■ SET PROBLEM: Copy every line of the records below word for word, without changing anything.

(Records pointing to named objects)
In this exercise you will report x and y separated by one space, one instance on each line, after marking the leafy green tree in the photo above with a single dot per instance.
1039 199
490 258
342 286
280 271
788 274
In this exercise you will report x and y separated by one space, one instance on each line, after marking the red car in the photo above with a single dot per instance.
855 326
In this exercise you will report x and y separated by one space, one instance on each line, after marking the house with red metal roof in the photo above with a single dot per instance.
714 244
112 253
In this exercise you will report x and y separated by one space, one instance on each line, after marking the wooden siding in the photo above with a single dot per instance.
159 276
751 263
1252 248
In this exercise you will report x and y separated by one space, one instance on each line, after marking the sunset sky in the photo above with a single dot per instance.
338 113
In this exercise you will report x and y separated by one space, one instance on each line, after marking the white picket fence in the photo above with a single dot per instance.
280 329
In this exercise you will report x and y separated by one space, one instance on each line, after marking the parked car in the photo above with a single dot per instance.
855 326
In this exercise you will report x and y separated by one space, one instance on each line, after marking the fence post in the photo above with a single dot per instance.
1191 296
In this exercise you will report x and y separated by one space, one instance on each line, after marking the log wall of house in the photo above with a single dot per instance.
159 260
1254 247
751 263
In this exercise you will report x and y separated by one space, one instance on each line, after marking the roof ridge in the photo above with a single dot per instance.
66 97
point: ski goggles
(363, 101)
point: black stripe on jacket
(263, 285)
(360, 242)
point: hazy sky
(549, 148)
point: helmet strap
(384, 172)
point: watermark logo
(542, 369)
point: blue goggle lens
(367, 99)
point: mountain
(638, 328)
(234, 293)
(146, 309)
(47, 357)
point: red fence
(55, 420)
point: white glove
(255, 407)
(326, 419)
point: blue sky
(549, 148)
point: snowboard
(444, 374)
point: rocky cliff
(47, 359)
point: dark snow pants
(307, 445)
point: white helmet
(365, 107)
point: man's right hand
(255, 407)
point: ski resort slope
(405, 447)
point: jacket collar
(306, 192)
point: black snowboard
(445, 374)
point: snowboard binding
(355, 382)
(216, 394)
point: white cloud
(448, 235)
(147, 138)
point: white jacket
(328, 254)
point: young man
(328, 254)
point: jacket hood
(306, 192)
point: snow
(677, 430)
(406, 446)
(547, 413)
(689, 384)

■ FINISHED ANSWER:
In this exercise you will report x and y separated by one space, one instance on each line, after marking the leafy green tree in the photo above with a single dot per instance.
1039 199
490 258
342 286
280 271
788 274
In this exercise you will report x and y separated by one space, one instance on each line, after marking the red car in the photo above with a single dot per instance.
855 326
In this exercise you will report x and y separated by one space, one instance on each line, after marking the house with red metal roof in the photo above with a single dot per instance.
714 244
112 253
In this exercise you will report x and y separated by one space, one instance on each line, after marking the wooden siding in the photo above with a single dot per instance.
159 276
751 263
1252 248
In this exercise you will report x and y separated by one space, one instance on each line, after marking the sunset sky in the photo above with a single dot per instance.
338 113
In this exercise you will report x and y separated by one space, one instance on each line, after marking the white picket fence in the photo above with a single dot per instance.
280 329
In this exercise you will report x and y separated by one space, one instance on each line, after marking the parked car in the photo above with a single dot per instance.
855 326
In this exercise you will report x and y separated by one space, one instance on each line, after marking the fence post in the photo above with a single dot per instance.
1191 296
In this exercise you will report x and y separated by one space, one instance on each line, after marking the log wall of house in the photo above with a single dot per instance.
159 260
1254 247
751 263
In this exercise you will report x and y separated by one space, one instance on each line, after marking the roof ridge in the photo above with a single dot per instance.
66 97
point: ski goggles
(363, 101)
point: black stripe on jacket
(263, 285)
(360, 242)
point: hazy sky
(549, 148)
point: helmet strap
(384, 172)
point: watermark logo
(542, 369)
point: blue goggle lens
(367, 99)
point: mountain
(638, 328)
(234, 293)
(146, 309)
(47, 357)
point: red fence
(55, 420)
point: white glove
(255, 407)
(326, 419)
point: blue sky
(549, 148)
point: snowboard
(444, 374)
point: rocky cliff
(47, 359)
point: dark snow pants
(307, 445)
point: white helmet
(365, 107)
point: man's right hand
(255, 407)
point: ski resort slope
(405, 447)
point: jacket collar
(306, 192)
point: black snowboard
(445, 374)
point: snowboard binding
(355, 382)
(216, 394)
point: white cloud
(448, 235)
(147, 138)
point: white jacket
(328, 254)
point: young man
(328, 254)
point: jacket hood
(306, 192)
point: snow
(677, 430)
(406, 446)
(547, 413)
(689, 384)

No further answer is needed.